▶ **WHAT IS EXPECTED**
List every line in the items below that contains the string "gabled". Matching is case-sensitive.

---------- THE DATA

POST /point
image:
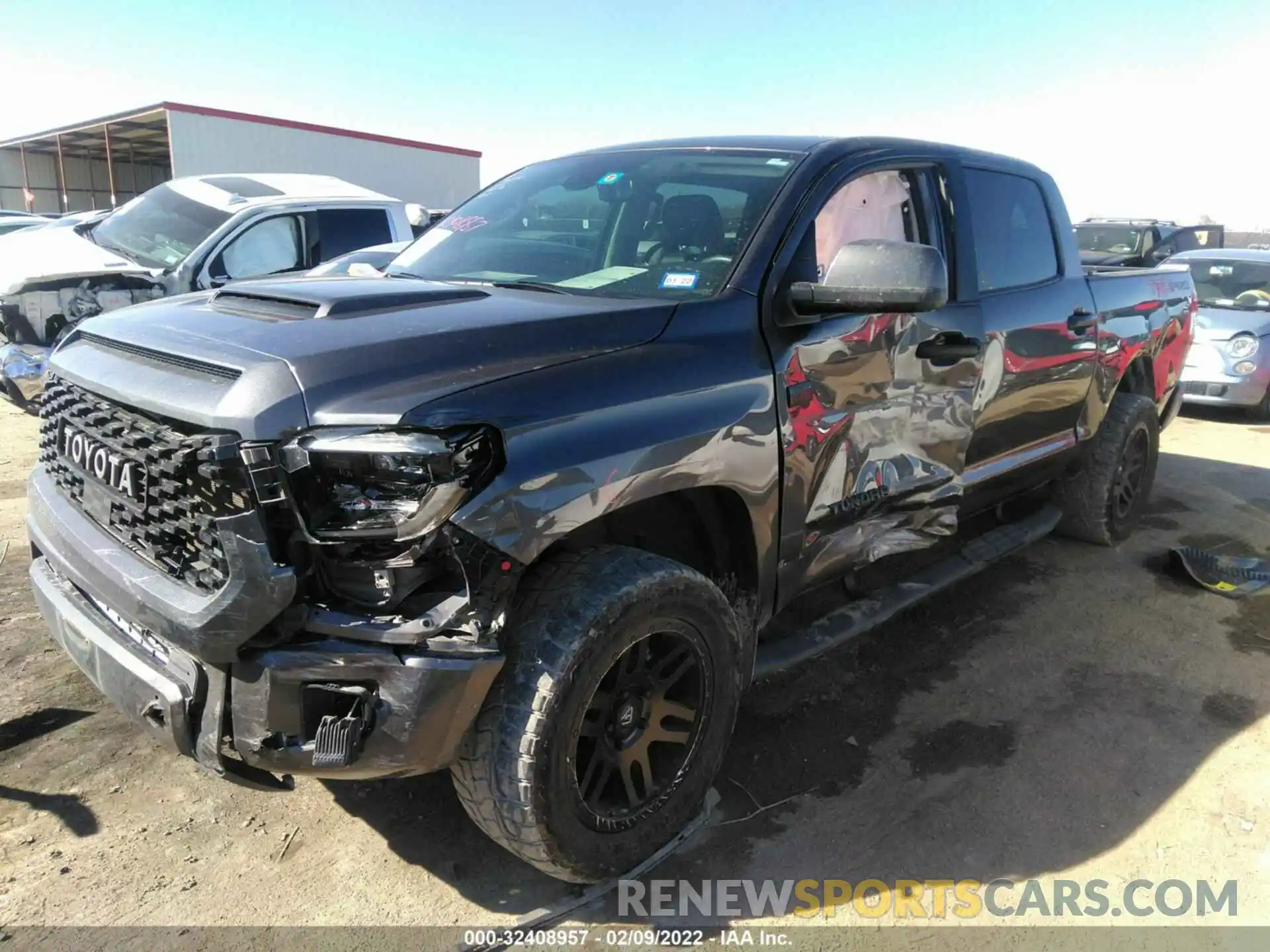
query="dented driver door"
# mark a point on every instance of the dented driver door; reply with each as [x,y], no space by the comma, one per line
[875,411]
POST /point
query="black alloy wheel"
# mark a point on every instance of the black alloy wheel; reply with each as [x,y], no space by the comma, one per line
[639,730]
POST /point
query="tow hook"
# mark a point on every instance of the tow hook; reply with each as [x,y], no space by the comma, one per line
[338,740]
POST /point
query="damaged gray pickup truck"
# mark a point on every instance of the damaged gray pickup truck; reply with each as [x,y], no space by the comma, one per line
[524,507]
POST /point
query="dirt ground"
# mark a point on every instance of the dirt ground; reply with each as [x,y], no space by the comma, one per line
[1075,713]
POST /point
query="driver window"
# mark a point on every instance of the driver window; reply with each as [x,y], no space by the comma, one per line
[269,248]
[874,206]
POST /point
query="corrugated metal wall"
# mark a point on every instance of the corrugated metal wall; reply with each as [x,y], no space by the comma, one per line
[207,143]
[87,180]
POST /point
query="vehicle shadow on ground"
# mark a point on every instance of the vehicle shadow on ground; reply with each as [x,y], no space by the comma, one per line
[1090,744]
[37,724]
[1230,415]
[67,808]
[74,813]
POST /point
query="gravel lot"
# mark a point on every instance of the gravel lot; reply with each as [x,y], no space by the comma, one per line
[1074,714]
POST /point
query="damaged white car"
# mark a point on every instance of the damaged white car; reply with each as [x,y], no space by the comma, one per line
[190,234]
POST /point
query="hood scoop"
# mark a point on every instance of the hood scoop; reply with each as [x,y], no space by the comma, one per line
[334,298]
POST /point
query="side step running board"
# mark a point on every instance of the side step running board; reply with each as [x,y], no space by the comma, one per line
[864,615]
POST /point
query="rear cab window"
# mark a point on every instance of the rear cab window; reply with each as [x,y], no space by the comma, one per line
[1014,238]
[343,230]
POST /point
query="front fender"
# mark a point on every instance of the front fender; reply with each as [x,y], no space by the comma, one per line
[693,409]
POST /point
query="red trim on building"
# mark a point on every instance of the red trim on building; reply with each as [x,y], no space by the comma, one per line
[314,127]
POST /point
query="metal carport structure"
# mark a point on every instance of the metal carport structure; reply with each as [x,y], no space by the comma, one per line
[105,161]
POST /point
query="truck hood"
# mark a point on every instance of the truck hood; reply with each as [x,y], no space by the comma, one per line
[40,254]
[1224,323]
[266,357]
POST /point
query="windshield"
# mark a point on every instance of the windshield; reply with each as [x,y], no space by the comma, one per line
[1226,282]
[1111,239]
[653,222]
[160,227]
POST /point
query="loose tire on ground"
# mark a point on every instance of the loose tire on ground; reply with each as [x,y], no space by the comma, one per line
[1105,498]
[581,622]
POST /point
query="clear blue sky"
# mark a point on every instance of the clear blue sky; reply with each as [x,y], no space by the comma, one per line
[1137,108]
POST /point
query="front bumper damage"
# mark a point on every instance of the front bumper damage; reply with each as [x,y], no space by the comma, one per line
[177,662]
[23,371]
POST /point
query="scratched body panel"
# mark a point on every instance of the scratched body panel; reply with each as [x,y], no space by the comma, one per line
[874,441]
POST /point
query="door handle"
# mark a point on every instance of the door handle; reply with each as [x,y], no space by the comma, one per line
[1081,320]
[800,394]
[949,347]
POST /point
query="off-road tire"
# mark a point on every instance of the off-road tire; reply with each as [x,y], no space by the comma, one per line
[571,619]
[1089,495]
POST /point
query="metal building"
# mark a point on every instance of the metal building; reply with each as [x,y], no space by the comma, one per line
[103,163]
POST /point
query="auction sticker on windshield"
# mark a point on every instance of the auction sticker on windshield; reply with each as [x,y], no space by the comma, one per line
[685,281]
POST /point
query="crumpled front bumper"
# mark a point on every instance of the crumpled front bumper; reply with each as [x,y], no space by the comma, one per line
[117,619]
[23,371]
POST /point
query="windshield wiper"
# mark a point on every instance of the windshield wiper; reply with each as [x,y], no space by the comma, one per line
[531,286]
[1232,306]
[92,237]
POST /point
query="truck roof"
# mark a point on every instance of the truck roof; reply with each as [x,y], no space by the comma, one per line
[808,143]
[233,192]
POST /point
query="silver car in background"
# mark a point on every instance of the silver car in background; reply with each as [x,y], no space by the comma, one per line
[1230,361]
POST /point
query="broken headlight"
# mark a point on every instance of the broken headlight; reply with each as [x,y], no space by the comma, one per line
[359,483]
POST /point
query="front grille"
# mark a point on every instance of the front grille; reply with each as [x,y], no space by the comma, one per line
[1195,389]
[192,479]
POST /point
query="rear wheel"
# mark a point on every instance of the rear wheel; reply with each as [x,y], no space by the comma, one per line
[611,716]
[1105,498]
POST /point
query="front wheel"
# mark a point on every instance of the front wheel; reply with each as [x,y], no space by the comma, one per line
[1105,496]
[611,716]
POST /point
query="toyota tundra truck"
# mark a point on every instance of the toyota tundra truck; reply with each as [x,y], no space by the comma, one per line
[525,506]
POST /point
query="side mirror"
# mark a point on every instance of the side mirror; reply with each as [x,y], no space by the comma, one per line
[873,276]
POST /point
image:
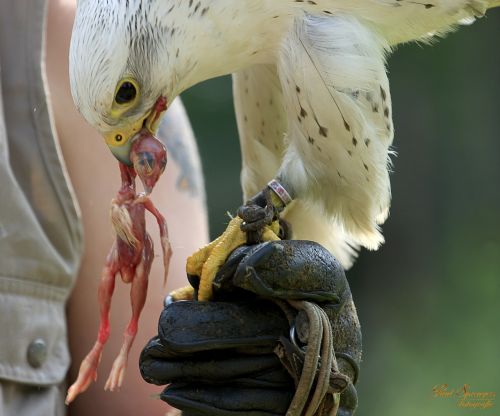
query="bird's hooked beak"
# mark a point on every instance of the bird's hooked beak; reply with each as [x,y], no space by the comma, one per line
[120,142]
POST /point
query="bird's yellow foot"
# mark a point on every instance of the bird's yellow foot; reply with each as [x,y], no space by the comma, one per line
[207,261]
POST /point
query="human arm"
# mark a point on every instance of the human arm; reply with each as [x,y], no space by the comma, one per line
[95,178]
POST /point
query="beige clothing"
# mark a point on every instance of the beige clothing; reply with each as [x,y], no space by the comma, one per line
[40,229]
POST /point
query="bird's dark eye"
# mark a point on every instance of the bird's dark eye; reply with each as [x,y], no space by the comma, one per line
[126,93]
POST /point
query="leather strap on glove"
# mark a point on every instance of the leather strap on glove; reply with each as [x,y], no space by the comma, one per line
[281,336]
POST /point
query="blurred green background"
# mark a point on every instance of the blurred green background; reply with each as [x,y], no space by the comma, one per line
[428,300]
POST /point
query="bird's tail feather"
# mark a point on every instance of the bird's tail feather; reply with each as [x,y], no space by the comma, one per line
[309,223]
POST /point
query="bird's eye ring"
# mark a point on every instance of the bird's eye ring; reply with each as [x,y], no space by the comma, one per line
[126,93]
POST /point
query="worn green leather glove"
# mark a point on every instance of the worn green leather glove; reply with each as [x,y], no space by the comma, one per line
[237,354]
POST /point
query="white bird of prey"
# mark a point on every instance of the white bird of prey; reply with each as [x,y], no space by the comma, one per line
[311,92]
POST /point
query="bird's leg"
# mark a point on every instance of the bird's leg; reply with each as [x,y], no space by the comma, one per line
[165,242]
[88,368]
[257,221]
[138,292]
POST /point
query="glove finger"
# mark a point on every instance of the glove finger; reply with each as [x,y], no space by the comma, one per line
[293,269]
[188,327]
[226,400]
[263,370]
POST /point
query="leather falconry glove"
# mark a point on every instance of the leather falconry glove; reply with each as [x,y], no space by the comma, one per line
[258,348]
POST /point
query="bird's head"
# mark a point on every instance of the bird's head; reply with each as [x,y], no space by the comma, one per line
[149,158]
[119,60]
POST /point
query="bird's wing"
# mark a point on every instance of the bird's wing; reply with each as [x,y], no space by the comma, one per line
[262,124]
[336,93]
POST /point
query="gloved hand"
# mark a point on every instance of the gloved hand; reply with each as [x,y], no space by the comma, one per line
[236,355]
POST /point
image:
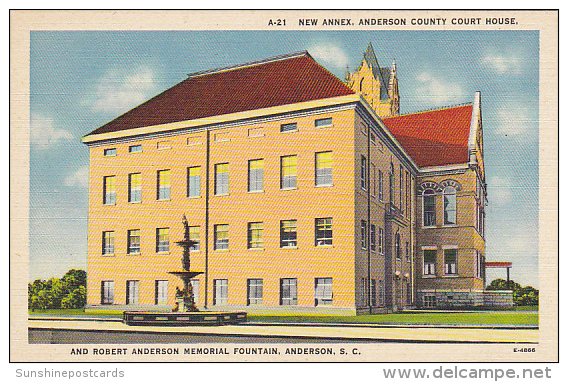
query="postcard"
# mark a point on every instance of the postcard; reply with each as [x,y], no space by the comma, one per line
[284,186]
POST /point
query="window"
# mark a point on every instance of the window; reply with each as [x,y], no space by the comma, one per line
[397,248]
[429,259]
[428,208]
[288,166]
[255,231]
[194,182]
[164,145]
[429,301]
[109,190]
[107,292]
[108,243]
[256,175]
[323,291]
[163,240]
[222,137]
[381,240]
[221,287]
[256,132]
[193,141]
[373,292]
[449,205]
[133,240]
[195,286]
[221,236]
[451,261]
[324,231]
[363,234]
[254,291]
[135,149]
[363,292]
[163,185]
[401,188]
[324,168]
[478,264]
[135,188]
[287,127]
[288,233]
[288,291]
[373,180]
[380,185]
[109,152]
[222,179]
[194,236]
[381,293]
[323,122]
[363,172]
[373,139]
[132,292]
[391,185]
[161,292]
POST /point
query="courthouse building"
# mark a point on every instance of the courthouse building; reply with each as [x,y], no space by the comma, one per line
[302,192]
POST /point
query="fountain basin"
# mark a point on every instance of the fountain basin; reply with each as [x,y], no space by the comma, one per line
[142,318]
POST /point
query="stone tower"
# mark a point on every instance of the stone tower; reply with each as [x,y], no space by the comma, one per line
[378,85]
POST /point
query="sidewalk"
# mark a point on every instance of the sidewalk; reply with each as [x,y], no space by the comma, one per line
[347,332]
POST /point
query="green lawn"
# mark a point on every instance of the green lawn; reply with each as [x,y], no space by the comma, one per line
[440,318]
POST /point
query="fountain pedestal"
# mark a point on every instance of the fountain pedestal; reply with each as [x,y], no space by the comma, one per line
[185,311]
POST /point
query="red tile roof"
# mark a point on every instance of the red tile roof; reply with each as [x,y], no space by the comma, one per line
[280,81]
[436,137]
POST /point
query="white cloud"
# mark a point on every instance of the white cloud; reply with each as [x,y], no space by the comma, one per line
[43,133]
[119,90]
[499,190]
[436,90]
[503,64]
[513,120]
[330,54]
[80,178]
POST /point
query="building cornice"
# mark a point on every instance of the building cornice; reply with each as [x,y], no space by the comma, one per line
[196,124]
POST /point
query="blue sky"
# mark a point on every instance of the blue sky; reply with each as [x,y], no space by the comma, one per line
[81,80]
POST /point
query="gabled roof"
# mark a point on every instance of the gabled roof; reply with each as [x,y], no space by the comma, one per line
[436,137]
[273,82]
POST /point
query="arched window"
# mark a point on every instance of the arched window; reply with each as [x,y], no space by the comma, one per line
[428,208]
[450,216]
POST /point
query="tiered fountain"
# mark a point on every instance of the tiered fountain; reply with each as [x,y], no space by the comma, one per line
[185,311]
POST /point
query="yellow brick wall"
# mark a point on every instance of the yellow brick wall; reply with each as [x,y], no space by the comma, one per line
[238,208]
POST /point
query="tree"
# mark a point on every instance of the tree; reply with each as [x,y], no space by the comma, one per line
[68,292]
[522,296]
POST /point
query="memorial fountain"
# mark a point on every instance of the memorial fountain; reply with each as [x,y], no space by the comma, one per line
[185,311]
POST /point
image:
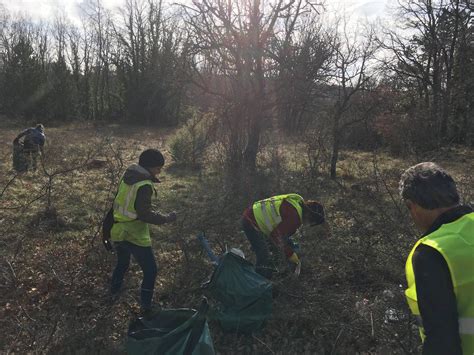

--------------------

▶ **ANSWER TO THE TASK**
query="gabled roof"
# mark a point on every instance of the gabled roof; reply with each as [x,y], no space by the comma, one per line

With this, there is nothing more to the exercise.